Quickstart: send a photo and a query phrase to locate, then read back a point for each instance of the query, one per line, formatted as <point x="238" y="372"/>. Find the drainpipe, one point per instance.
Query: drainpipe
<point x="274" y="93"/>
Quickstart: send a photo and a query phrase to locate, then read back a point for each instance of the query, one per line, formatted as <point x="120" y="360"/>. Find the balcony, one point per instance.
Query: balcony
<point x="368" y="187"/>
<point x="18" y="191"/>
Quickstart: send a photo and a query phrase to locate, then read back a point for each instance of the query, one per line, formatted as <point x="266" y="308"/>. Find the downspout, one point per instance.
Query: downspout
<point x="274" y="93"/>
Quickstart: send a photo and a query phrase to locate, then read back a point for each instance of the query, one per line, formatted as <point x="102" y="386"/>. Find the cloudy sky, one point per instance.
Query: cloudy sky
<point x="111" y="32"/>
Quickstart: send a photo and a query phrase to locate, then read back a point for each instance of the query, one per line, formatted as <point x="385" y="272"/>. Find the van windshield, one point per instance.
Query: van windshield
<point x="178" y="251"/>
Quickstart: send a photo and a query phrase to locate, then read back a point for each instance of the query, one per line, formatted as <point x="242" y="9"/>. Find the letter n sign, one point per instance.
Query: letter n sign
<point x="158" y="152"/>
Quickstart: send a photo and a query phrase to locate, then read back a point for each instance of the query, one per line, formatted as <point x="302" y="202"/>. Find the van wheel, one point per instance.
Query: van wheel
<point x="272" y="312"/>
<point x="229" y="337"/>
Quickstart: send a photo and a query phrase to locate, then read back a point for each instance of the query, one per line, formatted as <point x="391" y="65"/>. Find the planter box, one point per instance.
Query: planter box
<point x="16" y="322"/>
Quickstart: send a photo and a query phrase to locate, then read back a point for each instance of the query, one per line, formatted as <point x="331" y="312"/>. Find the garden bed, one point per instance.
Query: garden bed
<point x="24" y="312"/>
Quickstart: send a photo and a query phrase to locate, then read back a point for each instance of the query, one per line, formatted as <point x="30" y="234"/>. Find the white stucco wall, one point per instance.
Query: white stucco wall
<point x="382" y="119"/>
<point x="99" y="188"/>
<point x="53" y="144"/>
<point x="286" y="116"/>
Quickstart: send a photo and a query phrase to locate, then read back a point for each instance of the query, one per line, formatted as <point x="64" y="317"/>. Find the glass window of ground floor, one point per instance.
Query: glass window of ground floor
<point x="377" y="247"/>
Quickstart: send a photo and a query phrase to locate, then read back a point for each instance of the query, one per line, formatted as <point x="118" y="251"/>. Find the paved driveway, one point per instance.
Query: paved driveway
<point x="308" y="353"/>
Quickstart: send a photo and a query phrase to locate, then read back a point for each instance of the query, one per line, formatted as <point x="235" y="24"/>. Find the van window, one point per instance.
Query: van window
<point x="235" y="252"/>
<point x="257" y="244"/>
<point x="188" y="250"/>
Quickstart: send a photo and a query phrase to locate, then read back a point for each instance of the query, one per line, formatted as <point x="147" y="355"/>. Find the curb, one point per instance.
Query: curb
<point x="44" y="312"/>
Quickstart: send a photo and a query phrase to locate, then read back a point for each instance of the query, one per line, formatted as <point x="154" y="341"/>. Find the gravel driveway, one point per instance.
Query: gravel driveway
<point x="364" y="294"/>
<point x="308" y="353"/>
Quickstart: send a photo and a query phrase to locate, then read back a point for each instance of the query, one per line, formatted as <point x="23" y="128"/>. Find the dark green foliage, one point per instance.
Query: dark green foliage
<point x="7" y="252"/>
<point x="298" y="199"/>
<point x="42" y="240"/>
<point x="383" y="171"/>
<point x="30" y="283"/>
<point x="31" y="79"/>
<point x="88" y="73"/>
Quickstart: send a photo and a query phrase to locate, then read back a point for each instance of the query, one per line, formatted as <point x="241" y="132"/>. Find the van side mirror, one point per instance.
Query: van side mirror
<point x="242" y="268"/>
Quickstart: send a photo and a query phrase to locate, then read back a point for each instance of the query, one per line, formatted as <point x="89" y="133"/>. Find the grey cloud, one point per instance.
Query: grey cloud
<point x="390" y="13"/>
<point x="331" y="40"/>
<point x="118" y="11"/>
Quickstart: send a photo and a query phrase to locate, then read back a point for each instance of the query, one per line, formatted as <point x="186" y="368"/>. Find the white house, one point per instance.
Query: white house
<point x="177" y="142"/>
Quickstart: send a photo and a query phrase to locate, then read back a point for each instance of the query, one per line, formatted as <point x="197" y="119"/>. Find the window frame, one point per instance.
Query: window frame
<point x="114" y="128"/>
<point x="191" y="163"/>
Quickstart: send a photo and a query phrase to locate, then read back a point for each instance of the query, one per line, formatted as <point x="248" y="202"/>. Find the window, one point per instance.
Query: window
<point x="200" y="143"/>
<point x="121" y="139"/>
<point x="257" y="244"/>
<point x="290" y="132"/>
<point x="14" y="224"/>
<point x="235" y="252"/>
#####
◆ GIVEN REQUEST
Rewrite the data from the line containing "frame, one point per instance." through the end of the data, both ends included, as a JSON list of strings with one string per line. Leave out any blank lines.

◆ EXERCISE RESULT
[
  "Quickstart: send a photo and a query phrase to locate, then read back a point for each instance of the query, one per line, formatted as <point x=\"197\" y=\"119\"/>. Find the window frame, one point per instance.",
  "Query: window frame",
  "<point x=\"114\" y=\"128\"/>",
  "<point x=\"191\" y=\"163\"/>",
  "Quickstart: send a photo and a query phrase to locate, then read back a point for each instance of the query, one per line, formatted as <point x=\"248\" y=\"202\"/>. Find the window, one point per instance.",
  "Query: window",
  "<point x=\"200\" y=\"143\"/>",
  "<point x=\"121\" y=\"139\"/>",
  "<point x=\"257\" y=\"244\"/>",
  "<point x=\"290\" y=\"132\"/>",
  "<point x=\"14\" y=\"224\"/>",
  "<point x=\"235\" y=\"252\"/>"
]